• _TASKS_
1. Answer these questions about the Sofia Kovalevskaya film entry, one per line:
(a) What is the running time?
(b) Who handled the cinematography?
(c) How many episodes does the synopsis say the film has?
2. Reproduce the part of the Sofia Kovalevskaya film entry from "Original release" to "starring Elena Safonova.", word for word.

• _SELECTED EXCERPT_
::::
- Written by: Boris Dobrodeyev
- Directed by: Ayan Shakhmaliyeva
- Starring: Elena Safonova Aristarkh Livanov Algimantas Masyulis Lembit Ulfsak Elena Solovey Aleksandr Filippenko
- Music by: Isaak Shvarts
- Country of origin: Soviet Union
- Original language: Russian

Production
- Cinematography: Sergei Yurizditsky
- Running time: 220 minutes

Original release
- Release: April 1985

= Sofia Kovalevskaya (film) =

Sofya Kovalevskaya (Софья Ковалевская) is a 1985 biographical television miniseries, directed by Ayan Shakhmaliyeva and starring Elena Safonova.

==Synopsis==
Epic film in three episodes, based on a true story of mathematician scientist Sofia Kovalevskaya. She was a Russian pioneer for women in Tzarist Russia. She was the first woman in the country to become a Member of the Russian Academy of Sciences. It seemed that the whole world was against her accomplishing this feat. In spite of all the obstacles she later got a Ph.D. in mathematics. However, as no Russian University would accept a woman, she had to emigrate to Western Europe for continuation of her career and studies. She had a daughter and family life. Sofya Kovalevskaya was eventually recognized in Russia. Leading scientists, like Academician Ivan Sechenov, took part in her education and career.
::::
• _INFORMATION PROVIDED_
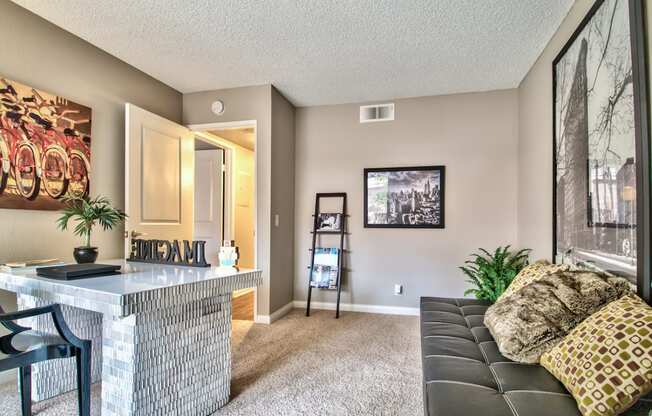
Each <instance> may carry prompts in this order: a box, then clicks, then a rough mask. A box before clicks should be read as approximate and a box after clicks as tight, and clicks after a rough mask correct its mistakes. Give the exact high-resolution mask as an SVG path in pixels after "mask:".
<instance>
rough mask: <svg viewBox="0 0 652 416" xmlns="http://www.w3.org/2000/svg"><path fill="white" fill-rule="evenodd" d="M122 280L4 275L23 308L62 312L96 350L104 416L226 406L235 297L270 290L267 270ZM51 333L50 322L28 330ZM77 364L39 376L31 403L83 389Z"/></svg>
mask: <svg viewBox="0 0 652 416" xmlns="http://www.w3.org/2000/svg"><path fill="white" fill-rule="evenodd" d="M99 263H102V264H119V265H121V266H122V270H121V274H118V275H113V276H101V277H93V278H87V279H79V280H54V279H48V278H44V277H40V276H37V275H36V273H35V272H23V273H3V272H0V289H5V290H8V291H11V292H15V293H16V294H17V297H18V307H19V309H26V308H32V307H37V306H43V305H47V304H51V303H59V304H62V305H63V307H62V309H63V313H64V316H65V318H66V321H67V322H68V324H69V326H70V327H71V329H72V330H73V332H75V334H76V335H77V336H79V337H80V338H84V339H90V340H92V342H93V363H92V368H93V380H94V381H100V380H101V381H102V415H104V416H106V415H109V416H111V415H136V414H177V415H196V414H210V413H212V412H214V411H216V410H217V409H218V408H219V407H221V406H223V405H224V404H226V403H227V402H228V398H229V393H230V378H231V350H230V340H231V293H232V292H233V291H234V290H238V289H245V288H250V287H255V286H257V285H260V284H261V283H262V275H261V271H260V270H240V271H228V270H227V271H225V270H222V269H219V268H216V267H211V268H197V267H187V266H171V265H158V264H147V263H135V262H126V261H125V260H108V261H106V260H105V261H101V262H99ZM21 323H22V324H24V325H27V326H30V327H32V328H34V329H36V330H41V331H46V332H53V331H54V327H53V326H52V323H51V322H50V321H49V317H47V316H41V317H36V318H30V319H26V320H23V321H22V322H21ZM75 380H76V379H75V371H74V362H73V361H72V359H66V360H52V361H48V362H44V363H39V364H36V365H34V366H33V368H32V384H33V386H32V387H33V398H34V400H36V401H39V400H44V399H47V398H50V397H53V396H55V395H58V394H61V393H64V392H66V391H69V390H73V389H75V388H76V381H75Z"/></svg>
::::
• _ANSWERS TO THE PROBLEMS_
1.
(a) 220 minutes
(b) Sergei Yurizditsky
(c) Three

2.
Original release
- Release: April 1985

= Sofia Kovalevskaya (film) =

Sofya Kovalevskaya (Софья Ковалевская) is a 1985 biographical television miniseries, directed by Ayan Shakhmaliyeva and starring Elena Safonova.